[Point-per-instance localization data]
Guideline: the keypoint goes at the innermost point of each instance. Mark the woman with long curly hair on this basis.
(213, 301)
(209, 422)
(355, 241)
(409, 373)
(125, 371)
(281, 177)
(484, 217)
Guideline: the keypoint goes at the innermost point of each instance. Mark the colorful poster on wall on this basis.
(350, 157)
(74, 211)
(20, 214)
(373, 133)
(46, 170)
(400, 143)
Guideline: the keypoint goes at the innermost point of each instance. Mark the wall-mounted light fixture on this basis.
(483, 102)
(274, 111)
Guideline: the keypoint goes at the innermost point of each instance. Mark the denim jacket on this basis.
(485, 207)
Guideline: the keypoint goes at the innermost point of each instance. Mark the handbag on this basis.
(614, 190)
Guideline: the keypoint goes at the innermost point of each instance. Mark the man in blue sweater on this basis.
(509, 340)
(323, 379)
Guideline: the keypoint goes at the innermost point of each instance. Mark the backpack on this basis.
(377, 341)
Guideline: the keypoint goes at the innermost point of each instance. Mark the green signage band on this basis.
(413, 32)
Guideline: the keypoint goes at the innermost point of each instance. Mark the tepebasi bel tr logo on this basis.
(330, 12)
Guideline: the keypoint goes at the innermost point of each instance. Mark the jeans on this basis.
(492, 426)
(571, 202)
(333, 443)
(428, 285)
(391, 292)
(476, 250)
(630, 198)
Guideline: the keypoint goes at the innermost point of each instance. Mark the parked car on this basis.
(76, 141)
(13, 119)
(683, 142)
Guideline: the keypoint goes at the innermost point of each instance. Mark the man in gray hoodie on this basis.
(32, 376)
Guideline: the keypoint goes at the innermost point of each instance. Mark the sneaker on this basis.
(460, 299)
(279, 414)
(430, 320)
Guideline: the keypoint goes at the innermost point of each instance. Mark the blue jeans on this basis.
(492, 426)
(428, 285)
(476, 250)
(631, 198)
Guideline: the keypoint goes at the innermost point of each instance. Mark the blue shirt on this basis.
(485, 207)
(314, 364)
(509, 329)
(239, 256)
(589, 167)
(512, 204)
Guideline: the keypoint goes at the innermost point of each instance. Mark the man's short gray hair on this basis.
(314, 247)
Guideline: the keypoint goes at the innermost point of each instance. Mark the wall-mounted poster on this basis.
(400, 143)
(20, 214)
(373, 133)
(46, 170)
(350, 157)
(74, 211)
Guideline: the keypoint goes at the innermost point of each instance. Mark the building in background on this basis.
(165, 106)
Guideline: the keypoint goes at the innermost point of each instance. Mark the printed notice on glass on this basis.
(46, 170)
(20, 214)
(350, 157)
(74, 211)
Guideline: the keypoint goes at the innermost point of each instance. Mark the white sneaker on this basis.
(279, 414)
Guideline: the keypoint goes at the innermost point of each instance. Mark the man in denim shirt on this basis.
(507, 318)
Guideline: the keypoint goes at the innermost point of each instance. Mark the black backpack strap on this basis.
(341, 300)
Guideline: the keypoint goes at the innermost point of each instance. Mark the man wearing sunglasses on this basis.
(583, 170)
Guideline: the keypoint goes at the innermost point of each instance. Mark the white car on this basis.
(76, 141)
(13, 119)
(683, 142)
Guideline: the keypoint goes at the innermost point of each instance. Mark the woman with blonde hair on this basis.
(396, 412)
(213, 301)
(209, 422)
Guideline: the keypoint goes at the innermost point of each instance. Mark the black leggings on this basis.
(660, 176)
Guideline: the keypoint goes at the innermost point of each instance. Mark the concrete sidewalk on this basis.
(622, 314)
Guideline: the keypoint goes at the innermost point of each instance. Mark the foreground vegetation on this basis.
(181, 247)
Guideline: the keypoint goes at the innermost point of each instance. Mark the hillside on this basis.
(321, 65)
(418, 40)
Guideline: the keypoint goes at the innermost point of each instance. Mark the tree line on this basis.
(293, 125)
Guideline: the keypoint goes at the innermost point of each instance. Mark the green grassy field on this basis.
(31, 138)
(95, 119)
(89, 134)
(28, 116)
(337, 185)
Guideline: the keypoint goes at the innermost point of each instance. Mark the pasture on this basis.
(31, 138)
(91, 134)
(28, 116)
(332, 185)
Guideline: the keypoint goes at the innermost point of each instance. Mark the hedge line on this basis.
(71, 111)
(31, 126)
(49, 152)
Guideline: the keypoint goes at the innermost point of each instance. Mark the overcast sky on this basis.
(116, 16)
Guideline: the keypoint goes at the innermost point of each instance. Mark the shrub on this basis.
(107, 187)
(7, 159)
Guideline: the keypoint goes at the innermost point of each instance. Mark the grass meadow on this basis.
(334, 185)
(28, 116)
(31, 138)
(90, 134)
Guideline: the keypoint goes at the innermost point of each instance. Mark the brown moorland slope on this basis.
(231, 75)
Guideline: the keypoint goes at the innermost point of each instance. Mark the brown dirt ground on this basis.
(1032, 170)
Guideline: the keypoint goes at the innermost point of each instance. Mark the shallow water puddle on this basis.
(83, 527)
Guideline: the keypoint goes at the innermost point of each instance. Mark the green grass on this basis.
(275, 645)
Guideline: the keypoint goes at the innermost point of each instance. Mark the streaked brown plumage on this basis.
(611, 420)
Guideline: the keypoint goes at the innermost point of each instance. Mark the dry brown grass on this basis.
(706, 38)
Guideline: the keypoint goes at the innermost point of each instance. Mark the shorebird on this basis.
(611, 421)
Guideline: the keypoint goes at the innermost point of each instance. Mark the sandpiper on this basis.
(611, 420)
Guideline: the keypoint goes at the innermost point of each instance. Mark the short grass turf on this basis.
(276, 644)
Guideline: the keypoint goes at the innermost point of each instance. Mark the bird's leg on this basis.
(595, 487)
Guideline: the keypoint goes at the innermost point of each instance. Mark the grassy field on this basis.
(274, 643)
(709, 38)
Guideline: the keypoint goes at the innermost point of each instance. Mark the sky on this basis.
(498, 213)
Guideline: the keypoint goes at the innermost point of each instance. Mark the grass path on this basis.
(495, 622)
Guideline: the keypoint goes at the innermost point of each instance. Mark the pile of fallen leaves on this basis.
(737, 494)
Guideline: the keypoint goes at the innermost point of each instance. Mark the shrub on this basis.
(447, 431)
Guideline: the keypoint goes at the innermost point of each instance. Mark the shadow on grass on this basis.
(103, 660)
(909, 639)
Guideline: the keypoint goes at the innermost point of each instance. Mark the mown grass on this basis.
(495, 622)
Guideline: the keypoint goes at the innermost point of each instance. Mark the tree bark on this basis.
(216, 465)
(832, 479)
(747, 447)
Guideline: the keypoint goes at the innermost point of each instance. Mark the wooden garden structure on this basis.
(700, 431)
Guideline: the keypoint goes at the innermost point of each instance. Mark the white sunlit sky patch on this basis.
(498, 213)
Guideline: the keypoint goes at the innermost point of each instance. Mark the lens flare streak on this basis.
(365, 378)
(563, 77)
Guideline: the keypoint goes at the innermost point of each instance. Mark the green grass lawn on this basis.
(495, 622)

## PROBLEM TO WORK ON
The lines to write out run from the one with "bark on this basis." through the end of the records. Give them exactly, and only them.

## TASK RESPONSE
Guideline: the keypoint goes at the innermost point of each instance. Mark the tree bark on this basis.
(216, 465)
(832, 479)
(747, 447)
Guideline: the keypoint goes at the innermost point of each instance. Mark the wooden garden structure on this basis.
(700, 431)
Guideline: the keypoint goes at the innermost point of each instance. Mark the white sunlit sky patch on this basis.
(498, 213)
Guideline: the keypoint goes at the innermost point of each instance. Mark the lens flare streak on this basis.
(365, 378)
(563, 77)
Guideline: the keypoint goes at the innermost point of each instance. Mark the green grass lawn on this basis.
(495, 622)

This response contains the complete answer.